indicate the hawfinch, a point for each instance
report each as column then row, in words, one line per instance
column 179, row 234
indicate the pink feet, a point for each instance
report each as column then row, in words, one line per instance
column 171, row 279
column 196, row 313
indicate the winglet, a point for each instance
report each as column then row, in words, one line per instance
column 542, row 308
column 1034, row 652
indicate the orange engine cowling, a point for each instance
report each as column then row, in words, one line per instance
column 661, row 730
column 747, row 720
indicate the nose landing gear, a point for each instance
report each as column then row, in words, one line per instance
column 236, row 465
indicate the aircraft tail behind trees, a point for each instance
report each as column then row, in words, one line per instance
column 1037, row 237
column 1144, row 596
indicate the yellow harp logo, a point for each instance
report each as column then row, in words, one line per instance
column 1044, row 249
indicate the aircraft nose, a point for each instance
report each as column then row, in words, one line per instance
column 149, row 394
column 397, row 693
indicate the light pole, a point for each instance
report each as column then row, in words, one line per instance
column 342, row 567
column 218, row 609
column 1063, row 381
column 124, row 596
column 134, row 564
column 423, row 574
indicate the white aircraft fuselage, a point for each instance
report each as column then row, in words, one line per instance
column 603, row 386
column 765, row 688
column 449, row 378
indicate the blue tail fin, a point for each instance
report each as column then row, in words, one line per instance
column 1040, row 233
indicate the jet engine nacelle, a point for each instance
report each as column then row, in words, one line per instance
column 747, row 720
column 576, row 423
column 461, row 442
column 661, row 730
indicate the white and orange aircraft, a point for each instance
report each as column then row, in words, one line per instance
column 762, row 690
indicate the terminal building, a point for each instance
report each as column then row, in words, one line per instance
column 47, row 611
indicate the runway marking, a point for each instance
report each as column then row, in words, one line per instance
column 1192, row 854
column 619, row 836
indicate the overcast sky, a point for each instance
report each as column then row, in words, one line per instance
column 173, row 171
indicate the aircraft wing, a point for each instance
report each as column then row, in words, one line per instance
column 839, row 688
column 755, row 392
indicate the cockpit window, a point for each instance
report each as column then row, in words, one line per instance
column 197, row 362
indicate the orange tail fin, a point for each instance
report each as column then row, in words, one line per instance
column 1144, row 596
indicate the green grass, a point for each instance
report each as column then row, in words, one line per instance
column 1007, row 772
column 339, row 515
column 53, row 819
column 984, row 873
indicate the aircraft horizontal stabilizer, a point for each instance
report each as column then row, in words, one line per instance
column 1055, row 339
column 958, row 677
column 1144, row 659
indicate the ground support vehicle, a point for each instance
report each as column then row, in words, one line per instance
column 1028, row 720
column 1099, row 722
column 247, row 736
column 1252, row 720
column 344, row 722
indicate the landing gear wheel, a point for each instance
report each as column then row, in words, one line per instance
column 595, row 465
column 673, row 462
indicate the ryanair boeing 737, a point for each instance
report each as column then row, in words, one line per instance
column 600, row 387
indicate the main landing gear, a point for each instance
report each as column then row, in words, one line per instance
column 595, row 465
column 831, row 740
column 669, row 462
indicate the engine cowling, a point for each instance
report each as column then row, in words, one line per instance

→ Exercise aim:
Copy out all the rows above, replacing every "one line per instance" with "one line for each instance" and leaving everything else unchanged.

→ Answer to this exercise:
indicate the hawfinch, a point for each instance
report each as column then row, in words, one line for each instance
column 179, row 234
indicate the pink feet, a point for each instance
report each as column then row, in words, one line for each instance
column 171, row 279
column 196, row 313
indicate the winglet, a point for each instance
report each as column then row, in words, one line for each instance
column 542, row 308
column 1034, row 652
indicate the orange engine cowling, a point for each instance
report each as column then row, in words, one line for each instance
column 661, row 730
column 747, row 720
indicate the nose landing gear, a point for each instance
report each as column then row, in words, one line for each instance
column 236, row 465
indicate the aircraft tail behind trees, a point for each instance
report each as column then row, in words, one line for each instance
column 1037, row 237
column 1144, row 596
indicate the yellow harp logo, a point for each instance
report each as column then row, in words, one line for each instance
column 1044, row 249
indicate the aircraft nose, a point for each instance
report each as column then row, in words, one line for each instance
column 149, row 394
column 397, row 693
indicate the light pole, a point for each instance
report each as column then row, in words, one line for each instance
column 342, row 567
column 218, row 609
column 1063, row 381
column 124, row 596
column 134, row 564
column 423, row 574
indicate the white aircraft fuselage, a point for each instance
report each as column then row, in words, one line for each instance
column 603, row 386
column 765, row 688
column 449, row 378
indicate the blue tail fin, a point for each instance
report each as column then row, in words, one line for each instance
column 1040, row 233
indicate the jet engine nacelle, a point for each instance
report each as column then row, in words, one line for each instance
column 747, row 720
column 576, row 423
column 461, row 442
column 661, row 730
indicate the white and orange aircraft, a point for each instance
report each as column then row, in words, one line for each instance
column 762, row 690
indicate the terminal building, a point for each instance
report each as column then row, in words, one line for each instance
column 47, row 611
indicate the runway marking, a point for each instance
report each as column then row, in words, one line for each instance
column 1192, row 854
column 619, row 836
indicate the overcast sky, a point for each instance
report each as column then row, in words, one line for each instance
column 173, row 171
indicate the aircraft wing, a point for each instance
report each as column then row, in words, one line for each instance
column 839, row 688
column 755, row 392
indicate the cockpit window, a point for each instance
report each as column then row, in words, one line for each instance
column 197, row 362
indicate the orange tail fin, a point for each instance
report each as column then row, in words, one line for each instance
column 1144, row 596
indicate the green grass, a point for each instance
report each as column then row, in words, one line for each instance
column 1007, row 772
column 339, row 515
column 53, row 819
column 984, row 873
indicate the aircraft horizontal stabilizer, a point for each instance
report each as column then row, in words, one line for each instance
column 1055, row 339
column 958, row 677
column 1144, row 659
indicate the ground support vehicle, a point for each instance
report each as column then row, in words, one line for each instance
column 1028, row 720
column 1099, row 722
column 247, row 736
column 1252, row 720
column 344, row 722
indicate the landing gear wheel, a point for each instance
report each as column then row, in words, one line for each instance
column 595, row 465
column 673, row 462
indicate the ryanair boeing 737, a point for each instance
report each as column then row, in words, one line for each instance
column 600, row 387
indicate the main landing gear, a point for each instance
report each as column then row, in words, one line for each instance
column 595, row 465
column 831, row 740
column 669, row 462
indicate the engine cowling, a point for each instance
report each as column then row, in words, one line for each instance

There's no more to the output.